■ **WHAT IS ASKED**:
Reproduce the lines of the records below verbatim, starting with the line that contains "Given the photo provided, confirm whether any snow-covered hill" and ending with the line that contains "871 455 1024 494", both included.

[Items from a data source]
········
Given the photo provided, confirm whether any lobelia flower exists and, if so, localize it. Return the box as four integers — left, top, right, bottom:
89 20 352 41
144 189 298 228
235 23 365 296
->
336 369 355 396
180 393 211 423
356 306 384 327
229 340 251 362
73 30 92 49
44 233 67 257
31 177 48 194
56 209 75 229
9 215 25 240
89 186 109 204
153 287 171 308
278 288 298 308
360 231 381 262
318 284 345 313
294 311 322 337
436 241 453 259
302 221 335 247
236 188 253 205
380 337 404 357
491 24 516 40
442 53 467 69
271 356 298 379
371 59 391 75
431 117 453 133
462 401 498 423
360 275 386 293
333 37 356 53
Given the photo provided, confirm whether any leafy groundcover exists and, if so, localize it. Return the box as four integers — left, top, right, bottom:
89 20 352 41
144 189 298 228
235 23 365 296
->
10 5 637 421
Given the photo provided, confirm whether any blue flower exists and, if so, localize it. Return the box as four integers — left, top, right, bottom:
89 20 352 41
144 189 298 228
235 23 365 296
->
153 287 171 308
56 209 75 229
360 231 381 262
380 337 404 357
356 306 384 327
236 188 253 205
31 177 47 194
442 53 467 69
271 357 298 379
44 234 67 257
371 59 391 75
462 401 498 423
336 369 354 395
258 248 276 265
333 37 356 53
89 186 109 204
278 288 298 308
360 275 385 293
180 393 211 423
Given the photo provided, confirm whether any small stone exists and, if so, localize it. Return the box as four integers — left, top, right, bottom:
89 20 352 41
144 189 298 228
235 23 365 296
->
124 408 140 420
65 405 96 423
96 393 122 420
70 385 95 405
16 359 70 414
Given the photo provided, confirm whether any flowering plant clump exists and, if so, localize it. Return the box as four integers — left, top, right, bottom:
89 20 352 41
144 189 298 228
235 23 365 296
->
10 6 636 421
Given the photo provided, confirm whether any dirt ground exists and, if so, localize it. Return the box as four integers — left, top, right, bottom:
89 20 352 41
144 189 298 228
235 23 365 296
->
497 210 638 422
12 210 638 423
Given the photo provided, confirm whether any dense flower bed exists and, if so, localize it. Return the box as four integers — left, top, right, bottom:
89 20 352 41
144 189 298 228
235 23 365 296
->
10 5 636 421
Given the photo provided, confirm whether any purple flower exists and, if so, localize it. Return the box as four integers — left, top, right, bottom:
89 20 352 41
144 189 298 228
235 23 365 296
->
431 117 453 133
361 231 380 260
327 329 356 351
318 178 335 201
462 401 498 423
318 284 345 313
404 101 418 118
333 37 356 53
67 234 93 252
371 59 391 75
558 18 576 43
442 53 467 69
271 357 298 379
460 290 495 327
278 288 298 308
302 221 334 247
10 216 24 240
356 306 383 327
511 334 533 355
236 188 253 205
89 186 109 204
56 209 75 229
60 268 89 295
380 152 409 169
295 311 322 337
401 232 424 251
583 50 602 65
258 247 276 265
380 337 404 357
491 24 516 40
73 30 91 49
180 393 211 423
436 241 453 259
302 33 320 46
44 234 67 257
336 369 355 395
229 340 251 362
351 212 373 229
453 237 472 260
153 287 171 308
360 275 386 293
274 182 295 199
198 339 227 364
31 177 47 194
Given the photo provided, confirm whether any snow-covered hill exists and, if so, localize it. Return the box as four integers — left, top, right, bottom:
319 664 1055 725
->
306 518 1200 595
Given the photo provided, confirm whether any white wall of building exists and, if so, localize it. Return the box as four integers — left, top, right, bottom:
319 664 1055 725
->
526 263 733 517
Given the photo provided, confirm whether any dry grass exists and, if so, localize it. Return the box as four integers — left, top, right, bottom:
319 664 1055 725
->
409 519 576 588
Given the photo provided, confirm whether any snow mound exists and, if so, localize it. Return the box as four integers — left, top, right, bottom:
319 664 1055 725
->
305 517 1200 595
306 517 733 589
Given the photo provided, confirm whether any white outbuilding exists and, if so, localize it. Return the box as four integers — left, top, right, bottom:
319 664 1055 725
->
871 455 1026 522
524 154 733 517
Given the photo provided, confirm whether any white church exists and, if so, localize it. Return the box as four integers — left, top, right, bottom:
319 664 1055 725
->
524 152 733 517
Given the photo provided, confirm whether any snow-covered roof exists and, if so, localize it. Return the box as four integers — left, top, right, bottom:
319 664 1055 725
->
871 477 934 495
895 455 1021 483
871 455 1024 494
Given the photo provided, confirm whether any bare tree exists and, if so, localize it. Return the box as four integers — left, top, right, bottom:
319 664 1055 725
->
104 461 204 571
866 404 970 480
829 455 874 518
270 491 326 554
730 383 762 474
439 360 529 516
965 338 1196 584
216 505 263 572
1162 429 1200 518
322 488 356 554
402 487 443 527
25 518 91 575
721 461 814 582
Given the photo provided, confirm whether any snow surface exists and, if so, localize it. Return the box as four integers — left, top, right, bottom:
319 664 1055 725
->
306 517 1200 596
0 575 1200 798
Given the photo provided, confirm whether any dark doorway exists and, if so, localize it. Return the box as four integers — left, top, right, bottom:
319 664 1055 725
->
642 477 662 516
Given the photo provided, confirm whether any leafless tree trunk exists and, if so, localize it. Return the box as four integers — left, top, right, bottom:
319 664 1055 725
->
········
■ **ANSWER TO THE PROBLEM**:
Given the photo provided, confirm whether any snow-covered hill exists and, if so, localize it. Return the box as four integers — left, top, right, bottom:
319 664 1055 725
->
306 518 1200 595
Given the photo provided, confirm whether any white wall of building exists and, if so, localize it. Return the box as four integers — left, top, right, bottom:
319 664 1055 725
->
526 263 733 517
Given the photo provided, confirm whether any dry grass exists and, if so, localize it. Return the box as four integers — left, top, right, bottom:
319 664 1055 725
->
409 519 576 588
Given the photo provided, confirm whether any snow mound exists and, if so, localize it. Return the box as four integers — left, top, right, bottom:
319 664 1055 725
->
305 517 1200 595
306 517 733 589
Given the photo provided, confirm whether any white outbuilding exists and, if so, localize it. Return the box as four integers — left, top, right, bottom:
319 664 1055 725
->
871 455 1026 522
524 154 733 517
Given the photo provided, confirm whether any white church exists and, if so, localize it. Return the box as four integers — left, top, right, bottom:
319 664 1055 725
->
524 152 733 517
Given the photo provided, confirm whether any snow-covered roof exists and, if so, localize it. Return the box as four integers — left, top, right, bottom:
319 664 1055 725
->
871 477 934 495
895 455 1021 483
871 455 1024 494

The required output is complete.